Skip site navigation (1)Skip section navigation (2)
Date:      Wed, 14 Apr 2010 16:38:28 +1000 (EST)
From:      Bruce Evans <brde@optusnet.com.au>
To:        Andriy Gapon <avg@FreeBSD.org>
Cc:        arch@FreeBSD.org, Rick Macklem <rmacklem@uoguelph.ca>
Subject:   Re: (in)appropriate uses for MAXBSIZE
Message-ID:  <20100414144336.L12587@delplex.bde.org>
In-Reply-To: <4BC34402.1050509@freebsd.org>
References:  <4BBEE2DD.3090409@freebsd.org> <Pine.GSO.4.63.1004090941200.14439@muncher.cs.uoguelph.ca> <4BBF3C5A.7040009@freebsd.org> <20100411114405.L10562@delplex.bde.org> <4BC34402.1050509@freebsd.org>

next in thread | previous in thread | raw e-mail | index | archive | help
On Mon, 12 Apr 2010, Andriy Gapon wrote:

> on 11/04/2010 05:56 Bruce Evans said the following:
>> On Fri, 9 Apr 2010, Andriy Gapon wrote:
> [snip]
>>> I have lightly tested this under qemu.
>>> I used my avgfs:) modified to issue 4*MAXBSIZE bread-s.
>>> I removed size > MAXBSIZE check in getblk (see a parallel thread
>>> "panic: getblk:
>>> size(%d) > MAXBSIZE(%d)").
>>
>> Did you change the other known things that depend on this?  There is the
>> b_pages limit of MAXPHYS bytes which should be checked for in another
>> way
>
> I changed the check the way I described in the parallel thread.

I didn't notice anything there about checking MAXPHYS instead of MAXBSIZE.
Was an explicit check needed?  (An implicit check would probably have
worked: most clients were limited by the MAXBSIZE check, and the pbuf
client always uses MAXPHYS or DFLTPHYS.)

>> and the soft limits for hibufspace and lobufspace which only matter
>> under load conditions.
>
> And what these should be?
> hibufspace and lobufspace seem to be auto-calculated.  One thing that I noticed
> and that was a direct cause of the problem described below, is that difference
> between hibufspace and lobufspace should be at least the maximum block size
> allowed in getblk() (perhaps it should be strictly equal to that value?).
> So in my case I had to make that difference MAXPHYS.

Hard to say.  They are mostly only heuristics which mostly only matter under
heavy loads.  You can change the defaults using sysctl but it is even harder
to know what changes might be good without knowing the details of the
implementation.

>>> And I bumped MAXPHYS to 1MB.
>>> ...
>>> But I observed reading process (dd bs=1m on avgfs) spending a lot of
>>> time sleeping
>>> on needsbuffer in getnewbuf.  needsbuffer value was VFS_BIO_NEED_ANY.
>>> Apparently there was some shortage of free buffers.
>>> Perhaps some limits/counts were incorrectly auto-tuned.
>>
>> This is not surprising, since even 64K is 4 times too large to work
>> well.  Buffer sizes of larger than BKVASIZE (16K) always cause
>> fragmentation of buffer kva.  ...
>
> So, BKVASIZE is the best read size from the point of view of buffer space usage?

It is the best buffer size, which is almost independent of the best read
size.  First, userland reads will be re-blocked into file-system-block-size
reads...

▶ [RECORD EXCERPTS]
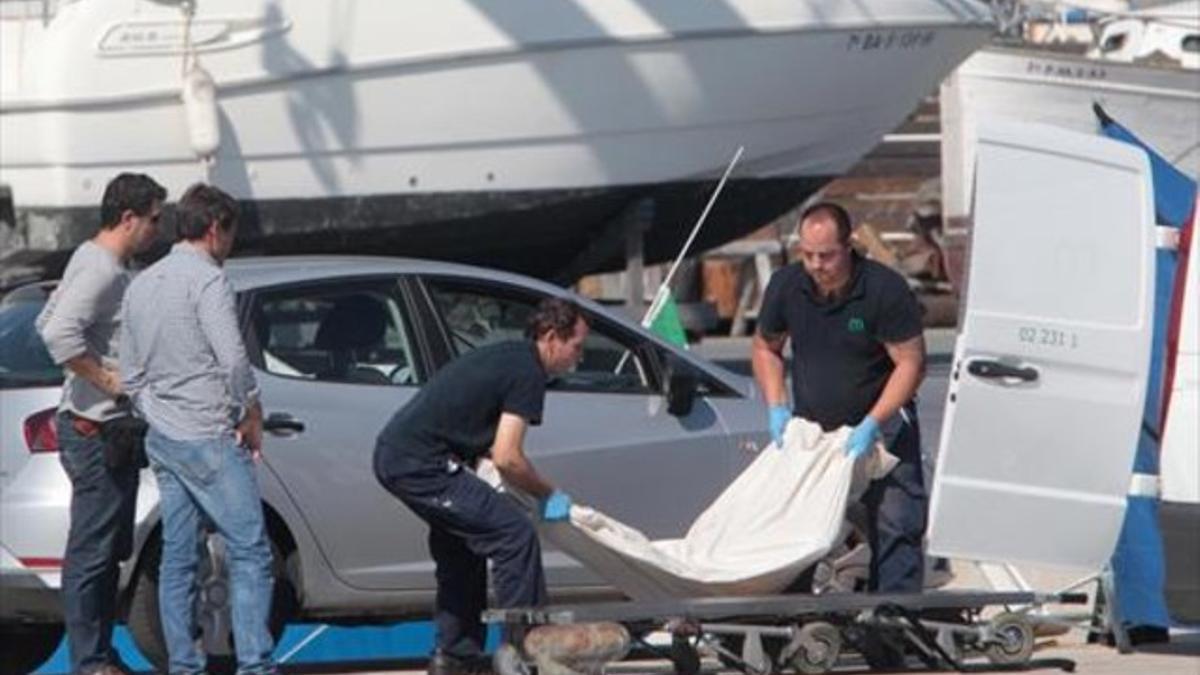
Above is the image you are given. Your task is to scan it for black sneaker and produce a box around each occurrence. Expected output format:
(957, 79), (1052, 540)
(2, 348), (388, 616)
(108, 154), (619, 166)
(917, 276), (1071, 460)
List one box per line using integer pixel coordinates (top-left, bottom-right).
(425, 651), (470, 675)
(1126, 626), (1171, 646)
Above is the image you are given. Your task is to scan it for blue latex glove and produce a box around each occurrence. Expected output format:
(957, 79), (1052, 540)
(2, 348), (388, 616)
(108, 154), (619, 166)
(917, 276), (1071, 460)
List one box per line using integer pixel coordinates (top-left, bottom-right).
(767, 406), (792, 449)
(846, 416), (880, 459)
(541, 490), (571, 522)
---
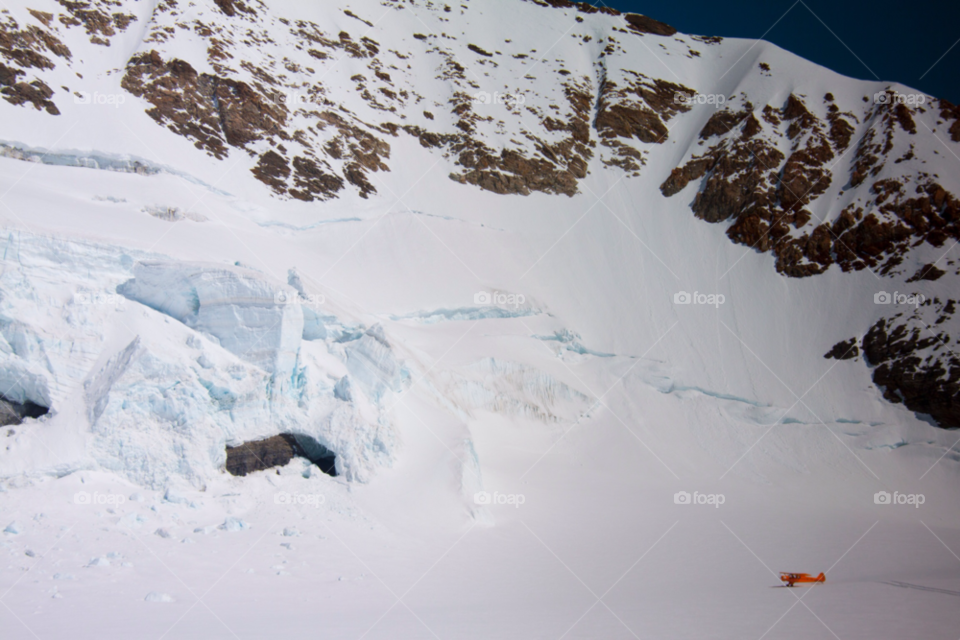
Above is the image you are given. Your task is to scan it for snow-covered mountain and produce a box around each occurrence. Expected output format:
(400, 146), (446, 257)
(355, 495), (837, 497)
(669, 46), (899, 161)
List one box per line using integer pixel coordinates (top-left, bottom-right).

▶ [THINGS TO DO]
• a. According to the message on MAXBSIZE, to what size was MAXPHYS bumped during the testing?
• b. Rewrite the stretch of rows from the line containing "it for black" through the line containing "(1126, 626), (1171, 646)". Replace "sneaker" with "running shoe" and leave everything else unchanged.
The rows are unrelated to the message on MAXBSIZE.

▶ [ANSWERS FOR THE TASKS]
• a. MAXPHYS was bumped to 1MB.

• b.
Above is the image you are given. Your task is to scan it for black running shoe and produce a box around each occurrence. Expected output format:
(957, 79), (1052, 540)
(2, 348), (388, 616)
(108, 154), (619, 166)
(917, 276), (1071, 460)
List one box per line using integer pixel coordinates (top-left, bottom-right).
(425, 651), (470, 675)
(1126, 626), (1171, 646)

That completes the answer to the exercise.